Records
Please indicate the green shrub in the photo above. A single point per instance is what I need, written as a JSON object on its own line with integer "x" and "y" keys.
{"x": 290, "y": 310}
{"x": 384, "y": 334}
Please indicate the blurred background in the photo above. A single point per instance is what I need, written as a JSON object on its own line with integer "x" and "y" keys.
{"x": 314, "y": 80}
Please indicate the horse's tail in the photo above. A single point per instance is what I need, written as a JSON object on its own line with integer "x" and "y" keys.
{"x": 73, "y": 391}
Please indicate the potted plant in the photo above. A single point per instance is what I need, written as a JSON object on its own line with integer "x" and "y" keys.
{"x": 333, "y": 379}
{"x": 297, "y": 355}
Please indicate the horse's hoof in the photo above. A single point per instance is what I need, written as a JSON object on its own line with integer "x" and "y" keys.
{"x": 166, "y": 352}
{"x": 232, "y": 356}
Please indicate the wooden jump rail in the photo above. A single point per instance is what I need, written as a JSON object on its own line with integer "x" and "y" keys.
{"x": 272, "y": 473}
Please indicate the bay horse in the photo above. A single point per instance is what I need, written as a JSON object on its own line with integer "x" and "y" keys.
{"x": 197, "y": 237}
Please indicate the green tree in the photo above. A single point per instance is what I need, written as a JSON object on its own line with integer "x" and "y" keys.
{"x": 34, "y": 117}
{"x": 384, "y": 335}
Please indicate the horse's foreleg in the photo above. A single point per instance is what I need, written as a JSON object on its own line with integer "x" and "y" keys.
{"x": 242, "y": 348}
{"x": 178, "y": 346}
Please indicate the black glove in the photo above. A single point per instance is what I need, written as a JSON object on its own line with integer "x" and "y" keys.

_WHAT THE TASK REQUIRES_
Output the entries exactly.

_EXERCISE RESULT_
Please indicate the green shrub in the photo above. A single point per instance is what I need, written as a JSON object on its own line with integer "x" and "y" keys.
{"x": 290, "y": 310}
{"x": 384, "y": 334}
Please indicate the blurred background in the photo above. A single point per instance is what I need, written as a JSON object on its own line with integer "x" and "y" keys.
{"x": 314, "y": 80}
Please indicate the horse's tail in the photo above. A single point per instance is what I need, written as a JSON object on its own line with integer "x" and "y" keys.
{"x": 73, "y": 391}
Please indicate the potted plant in the photo above. A single point per instance is what I need, written as a JSON object on its own line with integer "x" and "y" keys.
{"x": 333, "y": 379}
{"x": 297, "y": 355}
Please indicate the horse's hoof in the photo above. A single point per instance is what I need, written as a JSON object on its own line with integer "x" and "y" keys.
{"x": 166, "y": 352}
{"x": 232, "y": 356}
Please indicate the wooden jump rail in the photo above. A single point per instance is what I need, written as a JSON object on its own line with integer "x" and "y" keys.
{"x": 272, "y": 473}
Please indicate the bay horse in the photo above. A single point per instance is what I need, written as a JSON object on its own line with integer "x" and "y" keys.
{"x": 197, "y": 237}
Please indicate the green tree in the photo above. A single point per instance is what I need, written as a JSON object on its own line with integer "x" and "y" keys.
{"x": 34, "y": 117}
{"x": 384, "y": 335}
Please indicate the horse's foreleg in the photo above. A single point per instance is what I need, written as a JSON object on its own line with integer "x" and "y" keys.
{"x": 242, "y": 348}
{"x": 178, "y": 346}
Please indicate the black glove in the photo above. A single point per instance is what I need, written as a JSON object on its own line with integer "x" and "y" keys.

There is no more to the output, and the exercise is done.